[Provided entries — start]

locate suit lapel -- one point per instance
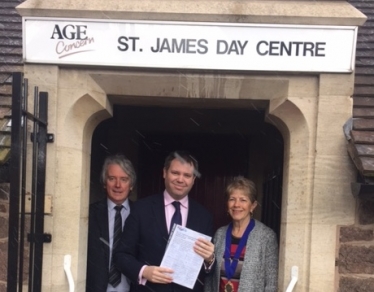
(104, 228)
(159, 215)
(192, 220)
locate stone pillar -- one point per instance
(4, 217)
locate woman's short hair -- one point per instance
(243, 184)
(121, 161)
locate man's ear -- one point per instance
(164, 171)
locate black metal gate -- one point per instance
(25, 259)
(272, 200)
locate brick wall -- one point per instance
(356, 252)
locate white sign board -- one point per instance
(213, 46)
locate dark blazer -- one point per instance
(145, 237)
(98, 247)
(260, 266)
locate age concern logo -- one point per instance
(72, 38)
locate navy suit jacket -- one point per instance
(145, 237)
(98, 247)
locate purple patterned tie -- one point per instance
(114, 274)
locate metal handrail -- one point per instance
(69, 275)
(294, 278)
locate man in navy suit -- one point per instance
(118, 178)
(147, 229)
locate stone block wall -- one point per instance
(356, 252)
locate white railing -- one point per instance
(67, 266)
(294, 278)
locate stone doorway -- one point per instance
(226, 142)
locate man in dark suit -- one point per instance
(118, 178)
(147, 229)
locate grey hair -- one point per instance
(121, 161)
(244, 184)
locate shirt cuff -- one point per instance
(208, 266)
(142, 281)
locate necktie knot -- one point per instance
(177, 217)
(118, 208)
(114, 274)
(177, 205)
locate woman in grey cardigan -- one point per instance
(246, 250)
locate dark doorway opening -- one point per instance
(226, 142)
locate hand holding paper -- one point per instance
(181, 256)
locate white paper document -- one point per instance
(180, 256)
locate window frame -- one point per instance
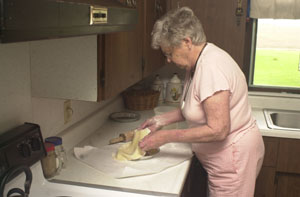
(250, 77)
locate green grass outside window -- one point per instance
(277, 68)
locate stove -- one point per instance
(21, 150)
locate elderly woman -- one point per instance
(222, 131)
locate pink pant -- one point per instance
(233, 171)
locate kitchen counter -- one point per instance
(281, 101)
(166, 183)
(265, 131)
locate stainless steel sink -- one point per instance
(282, 119)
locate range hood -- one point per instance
(27, 20)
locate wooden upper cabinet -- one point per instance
(119, 60)
(124, 58)
(152, 59)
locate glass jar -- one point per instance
(174, 89)
(59, 150)
(49, 162)
(158, 86)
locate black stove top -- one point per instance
(19, 149)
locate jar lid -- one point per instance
(157, 81)
(175, 79)
(49, 146)
(54, 140)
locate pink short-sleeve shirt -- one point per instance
(217, 71)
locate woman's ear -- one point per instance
(187, 42)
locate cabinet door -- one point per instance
(265, 183)
(196, 181)
(288, 156)
(153, 59)
(119, 60)
(271, 151)
(288, 185)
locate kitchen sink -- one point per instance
(283, 119)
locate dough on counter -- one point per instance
(131, 150)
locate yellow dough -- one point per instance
(131, 150)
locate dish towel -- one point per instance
(102, 159)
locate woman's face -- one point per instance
(178, 55)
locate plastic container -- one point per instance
(174, 89)
(59, 150)
(163, 109)
(49, 162)
(158, 85)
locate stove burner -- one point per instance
(12, 173)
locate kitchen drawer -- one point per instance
(289, 156)
(271, 151)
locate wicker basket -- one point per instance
(140, 99)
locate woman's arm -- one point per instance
(216, 128)
(159, 121)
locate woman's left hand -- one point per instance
(154, 140)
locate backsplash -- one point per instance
(17, 104)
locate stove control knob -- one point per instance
(35, 144)
(25, 150)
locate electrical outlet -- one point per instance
(68, 111)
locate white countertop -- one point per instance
(166, 183)
(261, 122)
(169, 182)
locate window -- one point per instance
(275, 56)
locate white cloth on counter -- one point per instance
(101, 159)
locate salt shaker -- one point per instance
(174, 89)
(59, 150)
(49, 162)
(158, 86)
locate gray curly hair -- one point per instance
(175, 26)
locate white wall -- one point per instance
(15, 98)
(18, 106)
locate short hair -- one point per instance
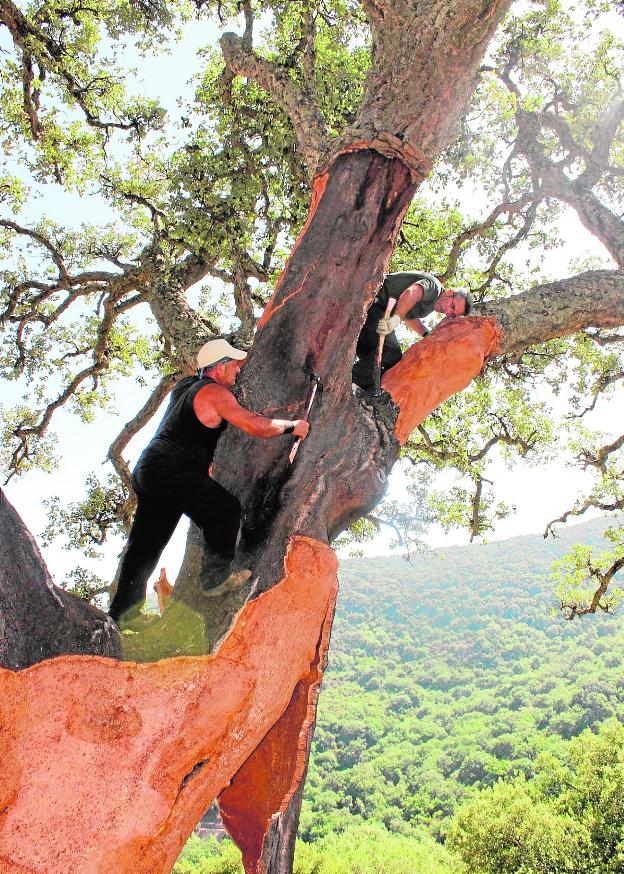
(469, 302)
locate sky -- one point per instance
(540, 494)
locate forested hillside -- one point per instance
(446, 674)
(450, 672)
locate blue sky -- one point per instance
(84, 447)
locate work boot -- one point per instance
(236, 580)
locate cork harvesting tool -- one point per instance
(295, 447)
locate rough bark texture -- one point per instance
(439, 44)
(146, 748)
(592, 299)
(37, 619)
(167, 737)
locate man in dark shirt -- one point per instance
(417, 294)
(172, 478)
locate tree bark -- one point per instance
(37, 619)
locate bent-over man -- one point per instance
(417, 294)
(172, 478)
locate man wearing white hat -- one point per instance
(172, 478)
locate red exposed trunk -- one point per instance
(252, 702)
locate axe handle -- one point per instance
(377, 371)
(296, 444)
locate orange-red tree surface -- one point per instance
(108, 765)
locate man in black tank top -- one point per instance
(172, 478)
(417, 295)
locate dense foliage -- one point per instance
(205, 200)
(456, 690)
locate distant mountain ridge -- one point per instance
(450, 672)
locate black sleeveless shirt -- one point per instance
(395, 284)
(181, 438)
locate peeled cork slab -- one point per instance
(107, 766)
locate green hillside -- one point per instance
(446, 675)
(449, 672)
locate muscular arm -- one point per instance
(412, 295)
(213, 403)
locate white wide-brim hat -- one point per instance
(215, 350)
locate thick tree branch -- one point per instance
(557, 309)
(604, 578)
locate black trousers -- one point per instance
(165, 491)
(366, 351)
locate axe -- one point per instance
(377, 371)
(295, 446)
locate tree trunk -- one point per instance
(252, 702)
(37, 619)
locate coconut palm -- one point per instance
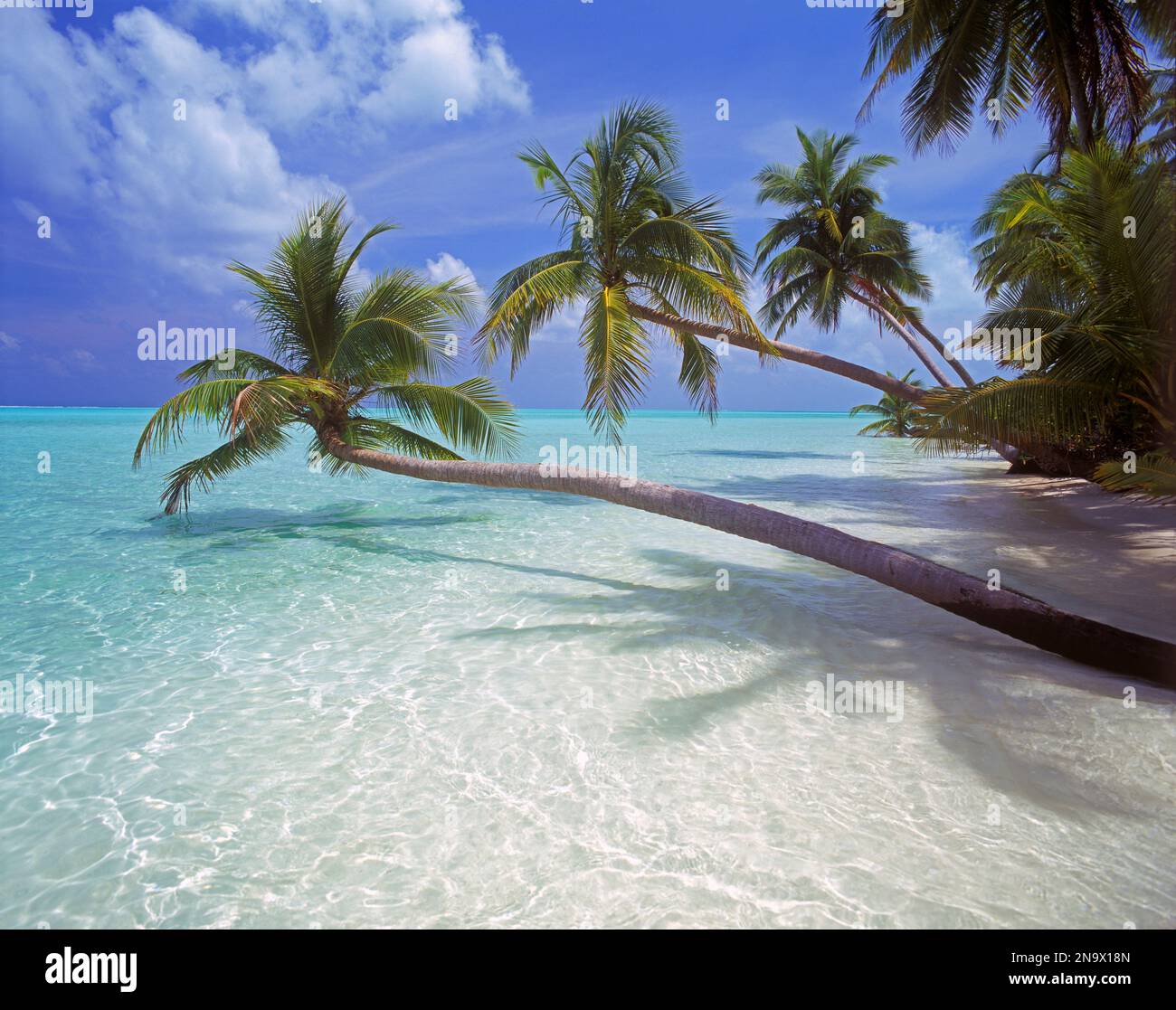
(834, 245)
(639, 250)
(896, 416)
(1081, 262)
(1076, 62)
(339, 349)
(337, 345)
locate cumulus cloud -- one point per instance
(375, 60)
(447, 267)
(193, 186)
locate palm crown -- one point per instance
(1078, 261)
(834, 243)
(1075, 61)
(337, 345)
(634, 238)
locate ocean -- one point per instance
(332, 702)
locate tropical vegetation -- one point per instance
(897, 418)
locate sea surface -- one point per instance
(329, 702)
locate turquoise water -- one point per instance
(332, 702)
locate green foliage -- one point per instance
(336, 345)
(1153, 474)
(635, 237)
(897, 418)
(1085, 257)
(1076, 62)
(834, 245)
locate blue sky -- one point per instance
(290, 99)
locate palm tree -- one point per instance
(1081, 262)
(1076, 62)
(834, 245)
(337, 345)
(897, 416)
(639, 249)
(634, 237)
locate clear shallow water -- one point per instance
(387, 702)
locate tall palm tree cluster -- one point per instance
(1081, 251)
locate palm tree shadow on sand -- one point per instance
(991, 716)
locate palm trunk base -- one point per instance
(1015, 614)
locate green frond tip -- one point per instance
(336, 345)
(1152, 474)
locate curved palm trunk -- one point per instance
(921, 353)
(934, 341)
(791, 352)
(1011, 613)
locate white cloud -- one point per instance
(98, 124)
(447, 267)
(388, 60)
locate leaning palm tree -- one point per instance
(1077, 266)
(639, 250)
(634, 238)
(1076, 62)
(337, 347)
(339, 351)
(897, 418)
(834, 245)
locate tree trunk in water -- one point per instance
(934, 341)
(929, 363)
(1006, 610)
(791, 352)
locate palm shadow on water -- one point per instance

[Provided entries — finish]

_Required action_
Restate the records above word for word. Skip every picture.

_The answer_
locate suit lapel -- one point per instance
(104, 228)
(159, 215)
(192, 220)
locate stone pillar -- one point per instance
(4, 217)
locate woman's short hair -- one point per instance
(243, 184)
(121, 161)
locate man's ear -- one point per instance
(164, 171)
locate black metal gate -- one point per instance
(25, 259)
(272, 200)
locate brick wall -- one point per instance
(356, 252)
locate white sign board -- one point per instance
(213, 46)
locate dark blazer -- one point per instance
(145, 237)
(98, 247)
(260, 266)
locate age concern logo -- one point per instance
(72, 38)
locate navy suit jacket -- one point per instance
(145, 237)
(98, 247)
locate purple patterned tie -- one point per instance
(114, 274)
locate metal handrail -- one point per instance
(69, 275)
(294, 278)
locate man in navy suit -- one point per instance
(118, 178)
(147, 229)
locate stone block wall -- one point per instance
(356, 252)
locate white railing -- one point per instance
(67, 266)
(294, 278)
locate stone doorway -- one point per instance
(226, 142)
locate man in dark suit -- one point per instance
(118, 178)
(147, 229)
locate grey hair -- one point per instance
(121, 161)
(244, 184)
locate shirt cuff -- one point per instance
(208, 266)
(142, 281)
locate necktie knot -- one point per instance
(177, 217)
(118, 208)
(114, 274)
(177, 205)
locate woman in grey cardigan -- one point per instance
(246, 250)
locate dark doorway opening -- one point per instance
(226, 142)
locate hand holding paper -- one point per instance
(181, 256)
locate white paper document -- one point per instance
(180, 256)
locate window frame -- one point per instance
(250, 77)
locate green grass outside window -- one point per instance
(277, 68)
locate stove -- one point per instance
(21, 150)
locate elderly woman -- one point per instance
(222, 131)
locate pink pant -- one point per instance
(233, 171)
locate kitchen counter -- one point per instance
(281, 101)
(166, 183)
(265, 131)
locate stainless steel sink -- one point per instance
(282, 119)
locate range hood -- one point per instance
(27, 20)
locate wooden upper cabinet -- one point per instance
(119, 60)
(124, 58)
(152, 59)
locate glass jar -- one point per instance
(174, 89)
(59, 150)
(49, 162)
(158, 86)
locate black stove top -- one point per instance
(19, 149)
locate jar lid -- one point per instance
(157, 81)
(175, 79)
(49, 146)
(54, 140)
locate pink short-sleeve shirt -- one point per instance
(217, 71)
locate woman's ear -- one point per instance
(187, 42)
locate cabinet door -- one point per instance
(265, 183)
(196, 181)
(288, 156)
(153, 59)
(119, 60)
(271, 151)
(288, 185)
locate kitchen sink -- one point per instance
(283, 119)
locate dough on counter -- one point per instance
(131, 150)
locate yellow dough -- one point per instance
(131, 150)
locate dish towel -- one point per instance
(102, 159)
locate woman's face -- one point per instance
(178, 55)
locate plastic container -- one point per instance
(174, 89)
(59, 150)
(163, 109)
(49, 162)
(158, 85)
locate stove burner -- one point per instance
(12, 173)
locate kitchen drawer -- one point per instance
(289, 156)
(271, 151)
locate wicker basket -- one point per instance
(140, 99)
locate woman's arm -- one point per instance
(216, 128)
(159, 121)
locate woman's left hand -- one point per instance
(154, 140)
locate backsplash -- one point per instance
(17, 104)
locate stove control knob -- one point per instance
(35, 144)
(25, 150)
locate electrical outlet -- one point per instance
(68, 111)
locate white countertop -- one point per instance
(166, 183)
(261, 122)
(169, 182)
locate window -- one point per instance
(275, 56)
locate white cloth on counter -- one point per instance
(101, 159)
locate salt shaker -- one point per instance
(174, 89)
(59, 150)
(49, 162)
(158, 86)
locate gray curly hair -- one point per instance
(175, 26)
locate white wall -- one point per instance
(15, 98)
(18, 106)
locate short hair -- one point per instance
(469, 302)
locate sky -- one point per instance
(540, 494)
locate forested hillside -- one point per instance
(446, 674)
(450, 672)
locate blue sky -- one point per instance
(84, 447)
locate work boot -- one point per instance
(236, 580)
locate cork harvesting tool -- one point per instance
(295, 447)
locate rough bark texture -- one point per instance
(439, 44)
(146, 748)
(592, 299)
(37, 619)
(167, 737)
locate man in dark shirt -- one point per instance
(417, 294)
(172, 478)
locate tree bark -- one point per instance
(37, 619)
locate bent-over man -- one point per instance
(417, 294)
(172, 478)
locate man wearing white hat -- one point per instance
(172, 478)
locate red exposed trunk -- one point per instance
(252, 702)
locate axe handle -- one point per instance
(377, 371)
(296, 444)
locate orange-red tree surface -- one point per instance
(108, 765)
locate man in black tank top -- one point per instance
(172, 478)
(417, 295)
locate dense foliage -- one point per instance
(205, 200)
(456, 690)
locate distant mountain ridge -- one point per instance
(450, 672)
locate black sleeveless shirt -- one point per instance
(395, 284)
(181, 438)
locate peeled cork slab -- one point per instance
(107, 766)
locate green hillside -- one point per instance
(446, 675)
(449, 672)
locate muscular arm -- one point per instance
(412, 295)
(213, 403)
locate white wide-brim hat -- one point per instance
(215, 350)
locate thick tree branch -- one point per instance
(557, 309)
(604, 578)
locate black trousers -- one point per instance
(165, 491)
(366, 351)
locate axe -- one point per instance
(377, 371)
(295, 446)
locate tree trunk -- one point per instance
(252, 702)
(37, 619)
locate coconut palm -- one point per instance
(834, 245)
(639, 250)
(896, 416)
(1081, 262)
(1076, 62)
(339, 349)
(337, 345)
locate cumulus cloud -- one point per instance
(375, 60)
(447, 267)
(193, 186)
locate palm crown -- one point per instance
(1078, 261)
(834, 243)
(1075, 61)
(337, 345)
(634, 238)
locate ocean -- one point per instance
(332, 702)
locate tropical vegetation -- one point per instance
(897, 418)
locate sea surface -- one point per instance
(329, 702)
locate turquoise water -- one point per instance
(332, 702)
locate green foliage -- one point per instance
(336, 345)
(1153, 474)
(635, 237)
(897, 418)
(1085, 257)
(1076, 62)
(834, 245)
locate blue sky -- one point per instance
(290, 99)
locate palm tree -- one point per instance
(1081, 262)
(1076, 62)
(834, 245)
(337, 345)
(897, 416)
(639, 249)
(634, 237)
locate clear shallow water -- one point per instance
(387, 702)
locate tall palm tree cluster -- one point per instance
(1081, 251)
locate palm tree shadow on sand -- one point per instance
(991, 716)
locate palm trunk base -- one point per instance
(1015, 614)
locate green frond tip -- one point per instance
(336, 345)
(1152, 474)
locate curved palm trunk -- one point per instance
(921, 353)
(934, 341)
(791, 352)
(1011, 613)
locate white cloud -- one point per instance
(98, 124)
(447, 267)
(388, 60)
locate leaning palm tree -- one point per instance
(1077, 266)
(639, 250)
(634, 238)
(1076, 62)
(337, 347)
(339, 351)
(897, 418)
(834, 245)
locate tree trunk in water -- one point per instance
(934, 341)
(929, 363)
(1006, 610)
(791, 352)
locate palm shadow on water -- one point per instance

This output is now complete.